Exercise task:
Write the next part of the Green Refectory café review, picking up after its final paragraph.

Source text:

Green Refectory

June 04, 2012 / by / 0 Comment

Green Refectory
115 Sydney Road
Brunswick

We ate: Breakfast Stack: potato pattie, bacon, grilled tomato, spinach, hollumi cheese, basil and poached egg $10.00
Recommended? If someone else is paying

It’s a quirky little place, Green Refectory. First, I walked past it several times because apparently it doesn’t need proper signage (a small, lightbox-style box in the window is enough), and in all fairness it looks a bit like a bric-a-brac shop. Second, when I finally realised where it was and pushed my way through the front door I fell over the 37 other people who were standing in the entry way waiting to order at the counter. To me, this speaks volumes about how awesome the food is. But to many it just speaks volumes of inconvenience.

You’re expected to order at the counter at Green Refectory because the only menus they have are big blackboards on the walls, which annoys me. Mainly because I’m a lazy son-of-a-bitch. But it irked me even more here because the line was huge and because there is a massive share table directly opposite the register, a huge bottleneck comes into effect once there is more than three people waiting. Which is always. It means you’re left twisting and turning in all directions to allow for people to come and go, place their orders, relieve their bladder (not right there, obviously), flick their hair and so on. It’s annoying, and at 9am most people are easily annoyed.

Collected data:
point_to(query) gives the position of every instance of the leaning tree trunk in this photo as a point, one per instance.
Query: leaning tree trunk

Result below:
Once we got to the register I ordered a stack-type dish which consisted of a potato pattie, bacon, grilled tomato, spinach, hollumi cheese, basil and poached egg. All for the bargain price of $10! Honestly, what’s not to like? Nothing. There is nothing not to like. If there is something there that you don’t like then you should stop reading and never speak to me again. We can’t be friends. Sorry.

After we placed our order, we desperately wanted to sit inside because the interior of this place is beautifully rustic and charming. But due to my rabid dislike for people crawling over the top of me to order their coffees and meals, we opted to plonk ourselves outside in the courtyard. It was kind of like sitting in your Nanna’s yard when you were little – white metal tables and chairs, pot plants of no recognisable species (except the mini Christmas tree I saw, but I don’t think that’s it’s actual name. It’s probably something like christamus minimus or something) and lots of cement. And just like Nanna’s it’s was kind of warm and inviting and exciting all at the same time. It was a fun place to be and a nice distraction from my bad mood.

What was also a lovely distraction was the lump of wood they had allocated us as a table ‘number’. I kid you not – a lump of wood. I don’t know if these lumps have personalities that only the wait staff appreciate, but somehow the waitress knew our meals correlated with our lump, and the food arrived safely. Thinking back, I now wonder if it was just a bit of a funny prank they played on us where the lump wasn’t a table marker but was actually just a lump of dirty old wood. I should have looked around for other insane table ‘numbers’, like a Barbie head or some Mexican-themed artwork.

Plant and plant-like substances

When the meals came out I had such high hopes. Again, what’s not to like about what’s on the plate? Nothing, unless it’s done poorly.

And it had been.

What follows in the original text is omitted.